→ **DIRECTIONS FOR THIS TASK**: Convert every line of the items below into a Markdown table with two columns, Row and Line, putting a running row number in Row and the line itself in Line. Leave out blank lines.

[Extracted data entries]
## START
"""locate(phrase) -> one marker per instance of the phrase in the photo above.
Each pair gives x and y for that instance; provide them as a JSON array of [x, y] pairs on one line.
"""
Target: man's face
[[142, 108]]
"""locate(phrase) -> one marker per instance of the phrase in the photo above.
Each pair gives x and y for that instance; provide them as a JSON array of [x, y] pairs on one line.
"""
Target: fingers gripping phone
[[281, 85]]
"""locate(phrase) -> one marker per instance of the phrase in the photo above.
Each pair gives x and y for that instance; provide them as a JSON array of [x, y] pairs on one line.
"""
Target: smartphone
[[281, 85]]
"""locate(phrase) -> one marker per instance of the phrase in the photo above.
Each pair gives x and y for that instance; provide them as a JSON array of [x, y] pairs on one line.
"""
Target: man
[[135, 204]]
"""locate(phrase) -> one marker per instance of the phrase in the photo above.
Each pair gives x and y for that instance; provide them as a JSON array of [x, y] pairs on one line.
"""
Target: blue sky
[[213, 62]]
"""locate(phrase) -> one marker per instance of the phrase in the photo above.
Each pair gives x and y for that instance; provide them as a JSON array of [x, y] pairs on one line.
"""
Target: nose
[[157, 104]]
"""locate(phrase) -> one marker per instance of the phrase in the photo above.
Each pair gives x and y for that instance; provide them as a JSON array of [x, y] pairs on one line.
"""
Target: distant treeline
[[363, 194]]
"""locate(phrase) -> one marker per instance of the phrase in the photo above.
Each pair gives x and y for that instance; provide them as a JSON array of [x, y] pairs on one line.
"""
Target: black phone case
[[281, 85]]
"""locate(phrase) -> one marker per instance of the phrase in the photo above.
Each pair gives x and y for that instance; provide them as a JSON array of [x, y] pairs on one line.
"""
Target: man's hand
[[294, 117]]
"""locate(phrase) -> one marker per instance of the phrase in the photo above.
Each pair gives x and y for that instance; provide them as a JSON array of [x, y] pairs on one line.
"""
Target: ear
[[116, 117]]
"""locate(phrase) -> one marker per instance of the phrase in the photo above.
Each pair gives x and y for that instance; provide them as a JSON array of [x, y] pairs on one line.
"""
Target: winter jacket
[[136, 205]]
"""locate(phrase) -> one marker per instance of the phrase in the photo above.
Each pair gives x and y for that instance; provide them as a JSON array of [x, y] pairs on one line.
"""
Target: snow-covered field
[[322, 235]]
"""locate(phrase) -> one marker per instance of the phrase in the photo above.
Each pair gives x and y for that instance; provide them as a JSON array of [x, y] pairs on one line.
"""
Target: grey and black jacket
## END
→ **RESULT OF THE EXERCISE**:
| Row | Line |
|---|---|
| 1 | """locate(phrase) -> one marker per instance of the phrase in the photo above. |
| 2 | Each pair gives x and y for that instance; provide them as a JSON array of [x, y] pairs on one line. |
| 3 | """ |
| 4 | Target: man's face |
| 5 | [[142, 108]] |
| 6 | """locate(phrase) -> one marker per instance of the phrase in the photo above. |
| 7 | Each pair gives x and y for that instance; provide them as a JSON array of [x, y] pairs on one line. |
| 8 | """ |
| 9 | Target: fingers gripping phone |
| 10 | [[281, 85]] |
| 11 | """locate(phrase) -> one marker per instance of the phrase in the photo above. |
| 12 | Each pair gives x and y for that instance; provide them as a JSON array of [x, y] pairs on one line. |
| 13 | """ |
| 14 | Target: smartphone |
| 15 | [[281, 85]] |
| 16 | """locate(phrase) -> one marker per instance of the phrase in the photo above. |
| 17 | Each pair gives x and y for that instance; provide them as a JSON array of [x, y] pairs on one line. |
| 18 | """ |
| 19 | Target: man |
| 20 | [[135, 204]] |
| 21 | """locate(phrase) -> one marker per instance of the phrase in the photo above. |
| 22 | Each pair gives x and y for that instance; provide them as a JSON array of [x, y] pairs on one line. |
| 23 | """ |
| 24 | Target: blue sky |
| 25 | [[213, 62]] |
| 26 | """locate(phrase) -> one marker per instance of the phrase in the photo above. |
| 27 | Each pair gives x and y for that instance; provide them as a JSON array of [x, y] pairs on one line. |
| 28 | """ |
| 29 | Target: nose |
| 30 | [[157, 104]] |
| 31 | """locate(phrase) -> one marker per instance of the phrase in the photo above. |
| 32 | Each pair gives x and y for that instance; provide them as a JSON array of [x, y] pairs on one line. |
| 33 | """ |
| 34 | Target: distant treeline |
| 35 | [[363, 194]] |
| 36 | """locate(phrase) -> one marker per instance of the phrase in the photo above. |
| 37 | Each pair gives x and y for that instance; provide them as a JSON array of [x, y] pairs on one line. |
| 38 | """ |
| 39 | Target: black phone case |
| 40 | [[281, 85]] |
| 41 | """locate(phrase) -> one marker per instance of the phrase in the photo above. |
| 42 | Each pair gives x and y for that instance; provide them as a JSON array of [x, y] pairs on one line. |
| 43 | """ |
| 44 | Target: man's hand |
| 45 | [[294, 117]] |
| 46 | """locate(phrase) -> one marker per instance of the phrase in the photo above. |
| 47 | Each pair gives x and y for that instance; provide them as a JSON array of [x, y] pairs on one line. |
| 48 | """ |
| 49 | Target: ear |
| 50 | [[116, 117]] |
| 51 | """locate(phrase) -> one marker per instance of the phrase in the photo above. |
| 52 | Each pair gives x and y for that instance; provide them as a JSON array of [x, y] pairs on one line. |
| 53 | """ |
| 54 | Target: winter jacket |
| 55 | [[136, 205]] |
| 56 | """locate(phrase) -> one marker per instance of the phrase in the photo above. |
| 57 | Each pair gives x and y for that instance; provide them as a JSON array of [x, y] pairs on one line. |
| 58 | """ |
| 59 | Target: snow-covered field |
| 60 | [[322, 235]] |
| 61 | """locate(phrase) -> one marker per instance of the phrase in the photo above. |
| 62 | Each pair gives x and y for that instance; provide them as a JSON array of [x, y] pairs on one line. |
| 63 | """ |
| 64 | Target: grey and black jacket |